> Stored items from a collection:
○ ○ ○
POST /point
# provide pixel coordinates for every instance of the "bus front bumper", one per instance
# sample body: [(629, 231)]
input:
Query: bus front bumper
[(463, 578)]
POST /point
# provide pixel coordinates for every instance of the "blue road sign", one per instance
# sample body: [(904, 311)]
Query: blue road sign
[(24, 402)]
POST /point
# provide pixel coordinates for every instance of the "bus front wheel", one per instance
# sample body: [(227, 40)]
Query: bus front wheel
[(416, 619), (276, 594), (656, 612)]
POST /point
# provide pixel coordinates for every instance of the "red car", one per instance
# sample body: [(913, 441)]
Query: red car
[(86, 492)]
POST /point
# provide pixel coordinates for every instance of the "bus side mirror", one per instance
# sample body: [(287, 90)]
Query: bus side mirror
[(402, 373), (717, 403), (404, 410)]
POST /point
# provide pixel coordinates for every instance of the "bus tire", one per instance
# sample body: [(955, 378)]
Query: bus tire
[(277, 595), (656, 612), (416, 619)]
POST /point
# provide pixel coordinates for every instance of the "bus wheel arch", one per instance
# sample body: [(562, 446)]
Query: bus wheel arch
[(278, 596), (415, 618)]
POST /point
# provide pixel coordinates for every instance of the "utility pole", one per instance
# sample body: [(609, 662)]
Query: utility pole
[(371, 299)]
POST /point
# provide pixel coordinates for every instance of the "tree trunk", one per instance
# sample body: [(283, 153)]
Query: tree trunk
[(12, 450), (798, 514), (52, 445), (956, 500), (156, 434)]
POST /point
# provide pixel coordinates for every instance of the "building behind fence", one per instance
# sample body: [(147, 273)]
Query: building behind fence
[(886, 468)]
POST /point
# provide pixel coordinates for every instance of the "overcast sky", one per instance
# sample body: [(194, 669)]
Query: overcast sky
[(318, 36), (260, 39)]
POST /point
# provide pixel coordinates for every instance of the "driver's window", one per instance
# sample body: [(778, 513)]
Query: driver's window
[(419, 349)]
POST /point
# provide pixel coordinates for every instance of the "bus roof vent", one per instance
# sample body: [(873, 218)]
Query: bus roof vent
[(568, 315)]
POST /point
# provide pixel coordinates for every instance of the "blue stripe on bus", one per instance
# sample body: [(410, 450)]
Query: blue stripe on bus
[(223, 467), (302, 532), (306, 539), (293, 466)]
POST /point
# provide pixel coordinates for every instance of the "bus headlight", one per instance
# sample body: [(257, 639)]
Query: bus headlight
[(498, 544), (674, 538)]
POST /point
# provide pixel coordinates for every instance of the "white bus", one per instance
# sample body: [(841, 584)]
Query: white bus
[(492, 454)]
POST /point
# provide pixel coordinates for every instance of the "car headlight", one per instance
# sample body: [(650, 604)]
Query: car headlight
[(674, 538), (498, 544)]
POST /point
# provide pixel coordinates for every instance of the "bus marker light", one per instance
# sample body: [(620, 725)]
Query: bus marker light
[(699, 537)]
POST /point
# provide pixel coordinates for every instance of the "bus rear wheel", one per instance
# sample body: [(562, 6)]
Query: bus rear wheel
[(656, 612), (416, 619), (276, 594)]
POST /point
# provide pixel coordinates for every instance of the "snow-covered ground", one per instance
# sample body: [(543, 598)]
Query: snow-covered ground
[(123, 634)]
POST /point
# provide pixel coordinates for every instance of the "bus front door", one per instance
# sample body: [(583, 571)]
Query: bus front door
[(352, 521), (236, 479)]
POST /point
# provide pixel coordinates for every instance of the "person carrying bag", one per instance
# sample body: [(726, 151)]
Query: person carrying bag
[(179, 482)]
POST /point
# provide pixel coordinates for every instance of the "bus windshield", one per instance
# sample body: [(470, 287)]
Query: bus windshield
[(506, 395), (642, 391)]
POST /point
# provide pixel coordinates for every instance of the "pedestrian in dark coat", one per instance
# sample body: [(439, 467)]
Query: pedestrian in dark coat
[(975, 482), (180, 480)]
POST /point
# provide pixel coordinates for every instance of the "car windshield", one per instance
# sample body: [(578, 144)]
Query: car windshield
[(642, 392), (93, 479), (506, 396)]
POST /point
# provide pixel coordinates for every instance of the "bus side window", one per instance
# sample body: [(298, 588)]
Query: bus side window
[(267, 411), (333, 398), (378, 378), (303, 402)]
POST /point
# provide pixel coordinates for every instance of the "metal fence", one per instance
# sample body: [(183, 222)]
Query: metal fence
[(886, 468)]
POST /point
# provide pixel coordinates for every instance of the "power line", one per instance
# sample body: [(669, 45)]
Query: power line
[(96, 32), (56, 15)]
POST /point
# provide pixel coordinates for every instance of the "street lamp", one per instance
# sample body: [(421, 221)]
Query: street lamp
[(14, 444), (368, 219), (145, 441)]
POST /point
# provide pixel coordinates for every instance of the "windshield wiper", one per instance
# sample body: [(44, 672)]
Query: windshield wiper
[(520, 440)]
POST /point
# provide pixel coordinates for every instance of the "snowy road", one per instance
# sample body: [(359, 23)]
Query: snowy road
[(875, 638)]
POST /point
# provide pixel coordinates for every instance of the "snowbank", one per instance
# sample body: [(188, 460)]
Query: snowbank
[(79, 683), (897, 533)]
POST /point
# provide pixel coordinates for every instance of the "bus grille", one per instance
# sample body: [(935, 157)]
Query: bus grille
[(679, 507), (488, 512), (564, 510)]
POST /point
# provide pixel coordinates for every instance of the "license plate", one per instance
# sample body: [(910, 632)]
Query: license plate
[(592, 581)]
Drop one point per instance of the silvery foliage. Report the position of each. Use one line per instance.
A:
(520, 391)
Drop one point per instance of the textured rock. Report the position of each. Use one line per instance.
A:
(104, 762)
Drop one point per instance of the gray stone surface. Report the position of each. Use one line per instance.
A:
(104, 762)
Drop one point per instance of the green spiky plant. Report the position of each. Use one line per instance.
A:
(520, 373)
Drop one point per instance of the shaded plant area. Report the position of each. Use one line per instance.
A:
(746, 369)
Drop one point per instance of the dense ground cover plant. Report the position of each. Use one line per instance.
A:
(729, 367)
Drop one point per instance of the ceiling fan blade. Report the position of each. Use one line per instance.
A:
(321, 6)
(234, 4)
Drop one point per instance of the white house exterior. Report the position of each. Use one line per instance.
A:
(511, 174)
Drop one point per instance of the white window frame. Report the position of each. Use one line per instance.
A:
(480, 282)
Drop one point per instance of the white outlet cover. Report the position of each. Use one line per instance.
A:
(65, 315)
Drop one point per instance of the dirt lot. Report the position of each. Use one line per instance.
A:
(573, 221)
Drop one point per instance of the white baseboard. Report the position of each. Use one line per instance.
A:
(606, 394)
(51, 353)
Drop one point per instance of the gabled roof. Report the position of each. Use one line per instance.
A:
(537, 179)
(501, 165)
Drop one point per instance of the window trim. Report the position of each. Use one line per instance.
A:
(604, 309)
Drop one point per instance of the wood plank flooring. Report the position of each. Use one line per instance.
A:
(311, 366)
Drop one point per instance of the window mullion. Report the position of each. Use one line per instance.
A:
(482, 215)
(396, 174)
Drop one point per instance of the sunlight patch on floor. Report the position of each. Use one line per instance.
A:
○ ○ ○
> EXERCISE INSTRUCTIONS: Begin with the line that contains "Drop one point per instance of the dense" and set down each line exactly until the records above end, including the final line.

> COMPLETE RESPONSE:
Drop one point per instance of the dense ground cover plant. Report the position of each. Use one line per instance.
A:
(729, 367)
Drop one point per instance of the ceiling fan blade. Report the position of each. Use one line per instance.
A:
(321, 6)
(234, 4)
Drop one point per instance of the white house exterior. Report the position of each. Use one line per instance.
A:
(511, 174)
Drop one point per instance of the white window frame. Report the position of each. Use one line per instance.
A:
(480, 282)
Drop one point per instance of the white outlet cover. Report the position of each. Use one line per instance.
A:
(65, 315)
Drop one point per instance of the dirt lot. Report the position of each. Use one line per instance.
A:
(573, 221)
Drop one point per instance of the white baseboard. Report the position of each. Use one line per instance.
A:
(606, 394)
(51, 353)
Drop one point per instance of the gabled roof. Report the position of each. Use one line per instance.
A:
(537, 179)
(501, 165)
Drop one point per instance of the window trim. Report the position of each. Use one line per instance.
A:
(604, 309)
Drop one point per instance of the wood plank flooring. Report the position of each. Use one line per instance.
A:
(311, 366)
Drop one point per instance of the window mullion. Report the position of each. Use one line per instance.
A:
(482, 215)
(396, 174)
Drop one point per instance of the sunlight patch on floor. Report the position of each. Use one line per instance.
A:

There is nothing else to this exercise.